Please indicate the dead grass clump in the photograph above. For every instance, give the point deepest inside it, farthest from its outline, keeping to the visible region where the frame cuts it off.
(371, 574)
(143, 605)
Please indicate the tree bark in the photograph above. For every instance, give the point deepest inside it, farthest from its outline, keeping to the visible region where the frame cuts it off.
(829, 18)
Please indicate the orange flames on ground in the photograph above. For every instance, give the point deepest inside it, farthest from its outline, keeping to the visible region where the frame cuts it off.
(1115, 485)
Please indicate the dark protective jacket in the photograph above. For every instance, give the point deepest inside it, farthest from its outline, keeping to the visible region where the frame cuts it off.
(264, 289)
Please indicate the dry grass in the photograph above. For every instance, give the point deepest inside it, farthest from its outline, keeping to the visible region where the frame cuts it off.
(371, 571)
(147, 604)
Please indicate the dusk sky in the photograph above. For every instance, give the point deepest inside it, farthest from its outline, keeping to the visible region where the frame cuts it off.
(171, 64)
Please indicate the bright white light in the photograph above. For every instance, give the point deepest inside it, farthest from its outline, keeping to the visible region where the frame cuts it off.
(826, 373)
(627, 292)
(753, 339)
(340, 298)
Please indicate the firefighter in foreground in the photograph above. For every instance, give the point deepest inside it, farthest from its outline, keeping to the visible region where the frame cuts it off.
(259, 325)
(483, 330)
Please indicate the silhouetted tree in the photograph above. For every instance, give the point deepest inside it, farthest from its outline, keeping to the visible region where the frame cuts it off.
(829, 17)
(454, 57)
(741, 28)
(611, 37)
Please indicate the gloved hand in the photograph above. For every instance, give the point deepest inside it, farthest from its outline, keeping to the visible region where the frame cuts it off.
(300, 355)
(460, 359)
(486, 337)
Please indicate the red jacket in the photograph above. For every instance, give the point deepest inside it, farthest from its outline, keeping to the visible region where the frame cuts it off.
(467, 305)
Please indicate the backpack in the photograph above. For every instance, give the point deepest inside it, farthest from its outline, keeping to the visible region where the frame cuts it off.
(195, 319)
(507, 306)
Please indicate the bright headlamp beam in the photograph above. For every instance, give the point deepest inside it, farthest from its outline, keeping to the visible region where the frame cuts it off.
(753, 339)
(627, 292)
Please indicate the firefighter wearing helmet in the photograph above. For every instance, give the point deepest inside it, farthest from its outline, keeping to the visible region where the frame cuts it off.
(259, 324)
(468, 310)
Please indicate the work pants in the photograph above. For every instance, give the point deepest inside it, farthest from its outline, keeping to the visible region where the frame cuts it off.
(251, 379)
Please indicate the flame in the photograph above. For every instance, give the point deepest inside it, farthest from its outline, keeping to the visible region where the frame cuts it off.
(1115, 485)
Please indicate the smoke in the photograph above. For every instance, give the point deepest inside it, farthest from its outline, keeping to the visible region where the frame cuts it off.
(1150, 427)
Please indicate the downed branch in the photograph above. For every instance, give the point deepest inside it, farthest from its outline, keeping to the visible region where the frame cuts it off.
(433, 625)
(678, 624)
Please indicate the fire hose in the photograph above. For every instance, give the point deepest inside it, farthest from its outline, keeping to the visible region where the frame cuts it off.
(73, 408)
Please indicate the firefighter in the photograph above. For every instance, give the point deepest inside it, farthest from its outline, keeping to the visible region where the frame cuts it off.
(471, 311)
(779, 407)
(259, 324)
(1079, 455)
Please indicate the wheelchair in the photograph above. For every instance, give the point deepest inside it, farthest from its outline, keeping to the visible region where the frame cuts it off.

Work to be completed: All lines from the line holding "Please indicate the work" through the end of the records above need to be transcribed exactly, and no other text should appear.

Response below:
Please indicate the work pants in the photograph above. For every instance, give the point deepest inside it, farthest from its outline, keeping to the visible region where the frame cuts it off.
(251, 379)
Please indicate the flame in the photograph above. For every instance, give the point deepest inside it, farthest from its outline, keeping to the visible region where the frame cuts it off.
(1115, 485)
Please indicate the smoke in the photograph above. For every instance, give the point deepest inside it, farthest from its outline, keeping to the visible region where the frame cuts it off.
(1150, 427)
Please indicate the downed branch in the photograph above. For every instance, give the point deepest inside it, farthest from its outline, keeping to the visible region where the frame cuts it off.
(433, 625)
(678, 624)
Please indicate the fire hose in the photograph above. For every instance, give the point deepest inside it, farthest from its outline, keeping to the visible region where the frame cuts it off.
(73, 408)
Please indicate the firefighter in the photograph above. For every instance, give the point deepest inside it, farthest from its outline, keeping to the visible region where the frame cuts it off.
(471, 311)
(779, 407)
(259, 324)
(1079, 455)
Please indicate the wheelchair in the photograph above. For every instance, give the point deepest inside it, farthest from its outline, keeping to the visible region where the frame cuts it off.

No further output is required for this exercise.